— Start SUPPLIED INFORMATION —

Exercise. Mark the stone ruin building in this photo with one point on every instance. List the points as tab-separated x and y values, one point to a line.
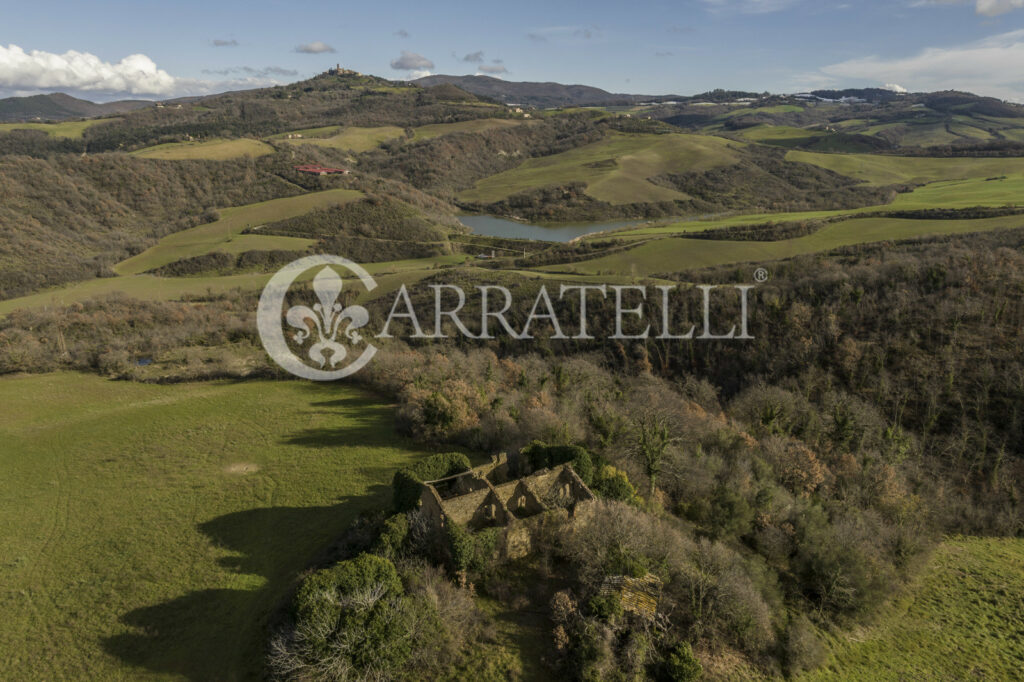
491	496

— End SUPPLIED INFORMATION —
— Start SUPPLIED INFORMATION —

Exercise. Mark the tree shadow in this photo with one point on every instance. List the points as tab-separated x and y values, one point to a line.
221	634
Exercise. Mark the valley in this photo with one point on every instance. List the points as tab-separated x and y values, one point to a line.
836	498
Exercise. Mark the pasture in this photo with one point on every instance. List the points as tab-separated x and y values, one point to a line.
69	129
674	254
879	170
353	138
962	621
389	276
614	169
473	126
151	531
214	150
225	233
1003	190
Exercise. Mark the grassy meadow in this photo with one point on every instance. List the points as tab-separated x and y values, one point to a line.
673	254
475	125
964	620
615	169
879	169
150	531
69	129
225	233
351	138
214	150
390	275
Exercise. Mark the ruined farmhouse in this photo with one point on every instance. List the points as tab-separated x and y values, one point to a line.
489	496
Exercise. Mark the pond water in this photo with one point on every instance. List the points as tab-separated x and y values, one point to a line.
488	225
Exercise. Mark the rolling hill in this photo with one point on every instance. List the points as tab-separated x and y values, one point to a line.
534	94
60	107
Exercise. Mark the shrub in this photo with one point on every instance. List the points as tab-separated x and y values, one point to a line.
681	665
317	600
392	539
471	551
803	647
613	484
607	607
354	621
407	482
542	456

— End SUPPLIED INFORMATION —
— Start SUPPLIED INFORMATION —

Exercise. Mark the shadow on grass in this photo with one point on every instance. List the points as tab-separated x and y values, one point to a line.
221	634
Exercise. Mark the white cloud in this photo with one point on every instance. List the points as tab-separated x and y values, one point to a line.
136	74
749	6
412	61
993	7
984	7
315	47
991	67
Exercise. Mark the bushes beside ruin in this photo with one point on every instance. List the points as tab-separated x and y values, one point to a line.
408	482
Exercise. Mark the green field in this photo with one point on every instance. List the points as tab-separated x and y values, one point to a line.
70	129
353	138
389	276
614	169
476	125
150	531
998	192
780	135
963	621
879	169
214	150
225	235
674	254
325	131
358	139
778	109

— End SUPPLIED INFORMATION —

### THE TASK
Return every line in the rows above that contains the word "shadow", copied in full.

### RESULT
Exercise. Mark the tree shadow in this photo with one point on every instance. List the points as tab-separated x and y values, one point to a line.
Exercise. Mark the shadow on grass in this photo with one point on every instance. List the points as tab-separated x and y values, one point to a line.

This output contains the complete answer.